* **Exercise objective**
Type every record exactly as it appears.

[start Data supplied]

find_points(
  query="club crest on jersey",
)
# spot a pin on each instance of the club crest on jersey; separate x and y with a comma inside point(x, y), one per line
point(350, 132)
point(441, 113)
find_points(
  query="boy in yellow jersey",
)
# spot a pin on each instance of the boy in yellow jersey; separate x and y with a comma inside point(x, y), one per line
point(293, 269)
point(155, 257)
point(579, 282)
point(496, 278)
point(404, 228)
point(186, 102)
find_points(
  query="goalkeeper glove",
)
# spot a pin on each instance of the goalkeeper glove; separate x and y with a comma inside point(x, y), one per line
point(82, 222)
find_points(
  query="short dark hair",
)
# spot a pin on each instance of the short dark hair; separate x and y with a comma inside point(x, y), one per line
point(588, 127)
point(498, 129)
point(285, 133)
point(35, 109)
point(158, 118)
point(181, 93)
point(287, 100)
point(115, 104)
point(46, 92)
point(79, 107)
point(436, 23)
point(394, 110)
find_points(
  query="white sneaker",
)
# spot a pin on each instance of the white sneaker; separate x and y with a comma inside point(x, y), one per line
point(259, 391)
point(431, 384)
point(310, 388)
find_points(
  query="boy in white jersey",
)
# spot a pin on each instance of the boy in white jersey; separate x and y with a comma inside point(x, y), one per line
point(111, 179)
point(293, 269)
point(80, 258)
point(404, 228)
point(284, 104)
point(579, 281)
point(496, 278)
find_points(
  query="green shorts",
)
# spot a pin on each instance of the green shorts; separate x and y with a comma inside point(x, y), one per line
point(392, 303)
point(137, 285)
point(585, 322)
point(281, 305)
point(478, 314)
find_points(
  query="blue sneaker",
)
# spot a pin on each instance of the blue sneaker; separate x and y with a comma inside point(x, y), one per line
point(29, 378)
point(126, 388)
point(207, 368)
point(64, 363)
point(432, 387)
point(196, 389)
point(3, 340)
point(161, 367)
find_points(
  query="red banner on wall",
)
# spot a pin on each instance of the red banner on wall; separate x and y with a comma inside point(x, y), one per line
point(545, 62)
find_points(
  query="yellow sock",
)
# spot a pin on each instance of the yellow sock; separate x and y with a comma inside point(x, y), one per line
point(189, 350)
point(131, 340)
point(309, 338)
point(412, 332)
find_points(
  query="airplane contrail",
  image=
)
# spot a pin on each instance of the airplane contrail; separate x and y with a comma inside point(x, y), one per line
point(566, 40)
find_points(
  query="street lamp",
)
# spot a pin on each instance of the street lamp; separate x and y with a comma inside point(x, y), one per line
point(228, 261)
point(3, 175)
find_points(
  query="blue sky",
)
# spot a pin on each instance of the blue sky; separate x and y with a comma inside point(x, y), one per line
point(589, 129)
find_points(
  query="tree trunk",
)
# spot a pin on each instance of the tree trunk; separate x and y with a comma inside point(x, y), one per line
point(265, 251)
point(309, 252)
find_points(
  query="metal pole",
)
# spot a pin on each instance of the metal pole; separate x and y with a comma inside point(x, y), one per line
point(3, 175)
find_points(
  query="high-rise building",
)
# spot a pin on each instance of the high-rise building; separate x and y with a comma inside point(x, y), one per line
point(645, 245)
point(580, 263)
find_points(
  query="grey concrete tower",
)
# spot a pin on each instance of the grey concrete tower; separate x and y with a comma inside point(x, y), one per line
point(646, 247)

[end Data supplied]

* **Answer to this problem**
find_points(
  query="club crest on jersey",
)
# spot a pin on each instance of the club crest on jersey; separate x and y with a comma inside point(x, y), one per line
point(350, 132)
point(441, 113)
find_points(
  query="boy in yellow jersey",
)
# spot a pin on each instance of the boy in yellow jersey; separate x and y with a comma inside point(x, y), one per line
point(293, 269)
point(155, 257)
point(579, 282)
point(496, 278)
point(404, 228)
point(186, 102)
find_points(
  query="goalkeeper glove",
)
# spot a pin on each instance of the goalkeeper glove; separate x and y with a comma inside point(x, y), one per line
point(82, 222)
find_points(
  query="short dark hair",
)
# spot a pin on each instance of the short dark hair; separate x and y with a comma inside point(x, y), one per line
point(588, 127)
point(498, 129)
point(285, 133)
point(35, 109)
point(158, 118)
point(181, 93)
point(287, 100)
point(115, 104)
point(46, 92)
point(79, 107)
point(436, 23)
point(394, 110)
find_points(
  query="white sneaker",
)
# spot a pin on each instance of the white sneaker; separate x and y with a comma inside point(x, y), one per line
point(259, 391)
point(431, 384)
point(310, 388)
find_points(
  query="boy in white jersey",
)
# spot a pin on each instance of the boy in white jersey; separate x and y with a comma inside point(x, y), one per line
point(111, 179)
point(293, 269)
point(80, 258)
point(404, 228)
point(284, 104)
point(579, 281)
point(496, 278)
find_points(
  query="green shorts",
)
# spot a pin on each instance of the green shorts; separate x and y with a comma inside point(x, y), one per line
point(392, 303)
point(137, 285)
point(585, 322)
point(281, 305)
point(478, 314)
find_points(
  query="blue sneaker",
)
# spot a pin on each instance of the blue sneaker; separate x and y with a comma inside point(x, y), one per line
point(29, 378)
point(126, 388)
point(207, 368)
point(64, 363)
point(432, 387)
point(196, 389)
point(3, 340)
point(161, 367)
find_points(
  query="red banner on wall",
)
# spot a pin on each instance of the red banner on wall; separate x and y with a comma inside point(x, y), one per line
point(545, 62)
find_points(
  query="yellow sock",
)
# spot a pin on each instance of the yellow sock; separate x and y with a comma inside point(x, y), one per line
point(189, 350)
point(131, 340)
point(309, 338)
point(412, 332)
find_points(
  query="airplane contrail",
  image=
)
# spot a pin on each instance of the airplane contrail; separate x and y with a comma inside point(x, y), one per line
point(566, 40)
find_points(
  query="street lamp",
)
# spot a pin on each instance of the street lamp; separate x and y with a comma inside point(x, y), one per line
point(228, 261)
point(3, 175)
find_points(
  query="blue sky",
)
# spot a pin on each instance of the blue sky; separate x and y with a comma inside point(x, y), one per line
point(589, 129)
find_points(
  query="tree trunk",
)
# spot a pin on each instance of the tree trunk; separate x and y with a comma inside point(x, y), one per line
point(265, 251)
point(309, 252)
find_points(
  query="metal pole",
)
# spot a pin on each instance of the metal pole; separate x and y with a comma inside point(x, y), one per line
point(3, 175)
find_points(
  query="high-rise building",
)
# spot a pin on each instance of the high-rise building; separate x and y with a comma inside point(x, y), one per line
point(645, 245)
point(580, 263)
find_points(
  query="grey concrete tower",
)
# spot a pin on each instance of the grey concrete tower; separate x and y with a comma inside point(x, y), one per line
point(646, 247)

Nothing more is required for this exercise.